### Exercise
Rewrite the entries below, substituting "Select" for every occurrence of "Pick out" and keeping everything else unchanged. Omit the pictures from your answer.

### Records supplied
——

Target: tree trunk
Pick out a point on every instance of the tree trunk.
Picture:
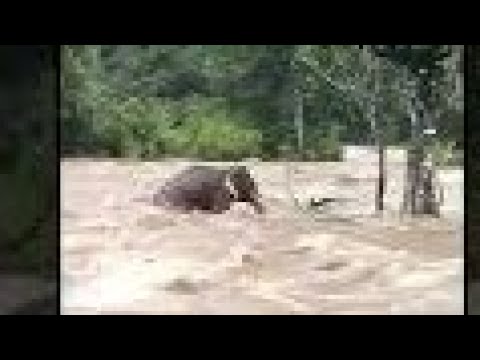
(419, 195)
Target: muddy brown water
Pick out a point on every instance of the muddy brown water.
(121, 256)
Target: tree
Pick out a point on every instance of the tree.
(421, 67)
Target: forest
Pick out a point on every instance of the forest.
(228, 102)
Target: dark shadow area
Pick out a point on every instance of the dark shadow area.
(473, 187)
(28, 178)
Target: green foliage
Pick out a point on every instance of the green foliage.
(226, 101)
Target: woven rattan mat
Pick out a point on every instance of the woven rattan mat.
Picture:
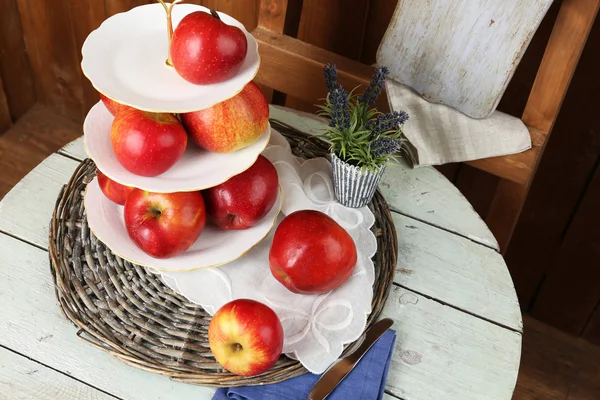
(121, 308)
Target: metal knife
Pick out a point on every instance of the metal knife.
(338, 371)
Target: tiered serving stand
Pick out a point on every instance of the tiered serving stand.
(101, 280)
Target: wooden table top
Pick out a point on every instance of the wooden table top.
(454, 305)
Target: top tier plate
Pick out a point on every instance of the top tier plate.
(125, 59)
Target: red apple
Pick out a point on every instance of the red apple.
(232, 124)
(147, 143)
(113, 106)
(113, 190)
(245, 199)
(245, 337)
(206, 50)
(164, 224)
(311, 253)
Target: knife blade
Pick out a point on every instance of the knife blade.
(338, 371)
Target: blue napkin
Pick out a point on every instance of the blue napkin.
(365, 382)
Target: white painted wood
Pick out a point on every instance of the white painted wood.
(26, 210)
(445, 354)
(451, 269)
(456, 271)
(21, 378)
(461, 53)
(421, 193)
(441, 353)
(33, 325)
(425, 194)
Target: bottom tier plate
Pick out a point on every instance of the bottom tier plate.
(215, 246)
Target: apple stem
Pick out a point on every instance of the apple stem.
(169, 11)
(214, 14)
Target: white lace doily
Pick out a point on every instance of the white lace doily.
(316, 327)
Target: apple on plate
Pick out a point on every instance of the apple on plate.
(246, 337)
(311, 253)
(206, 50)
(242, 201)
(146, 143)
(113, 190)
(164, 224)
(232, 124)
(113, 106)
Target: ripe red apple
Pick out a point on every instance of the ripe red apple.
(311, 253)
(164, 224)
(245, 337)
(113, 190)
(147, 143)
(245, 199)
(206, 50)
(232, 124)
(113, 106)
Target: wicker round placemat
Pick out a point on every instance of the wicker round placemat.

——

### Task answer
Target: tree trunk
Select a point on every instance of the tree trunk.
Picture:
(419, 195)
Target: muddy brown water
Select a point on every instance of the muddy brown water.
(121, 256)
Target: tree
Select a point on every instance of the tree.
(421, 67)
Target: forest
Select a point on every instance of the forest.
(228, 102)
Target: dark shadow area
Select a point on every instance of the dark shadow area.
(473, 187)
(28, 178)
Target: green foliage
Select a point on every instance of the green foliage.
(226, 101)
Target: woven rattan mat
Select a point on every instance of the woven rattan mat.
Picture:
(121, 308)
Target: metal knife
Select a point on every instance of the metal knife.
(338, 371)
Target: tiered serving stand
Select a point on every instance of the tiered serving stand.
(101, 280)
Target: wooden table top
Select a point on every instance of the wooden table top.
(454, 305)
Target: top tier plate
Select a point on every instance of the top tier plate.
(125, 59)
Target: red apple
Select a point on every instance of the red apple.
(232, 124)
(147, 143)
(113, 106)
(113, 190)
(245, 199)
(245, 337)
(206, 50)
(164, 224)
(311, 253)
Target: knife blade
Select a point on every instance of the knife blade.
(338, 371)
Target: blue napkin
Select a point on every instance of the blue napkin.
(365, 382)
Target: white painted wood
Select a point on every instance of the white painted wood.
(26, 210)
(445, 354)
(451, 269)
(456, 271)
(21, 378)
(461, 53)
(421, 193)
(441, 353)
(33, 325)
(425, 194)
Target: bottom tier plate
Select a point on every instance of the bottom tier plate.
(215, 246)
Target: apple stem
Select a point on every instance of the apple stem.
(169, 11)
(214, 14)
Target: white lace doily
Select a point on every instance of the white lace doily.
(316, 327)
Target: apple on plate
Select a point on every instance of the apple on plate.
(246, 337)
(311, 253)
(206, 50)
(242, 201)
(146, 143)
(113, 190)
(164, 224)
(232, 124)
(113, 106)
Target: ripe red apple
Select a point on every instance of the ripe red apple.
(311, 253)
(164, 224)
(245, 337)
(113, 190)
(147, 143)
(245, 199)
(206, 50)
(232, 124)
(113, 106)
Target: wicker round placemat
Select a point on every instance of the wicker round placemat.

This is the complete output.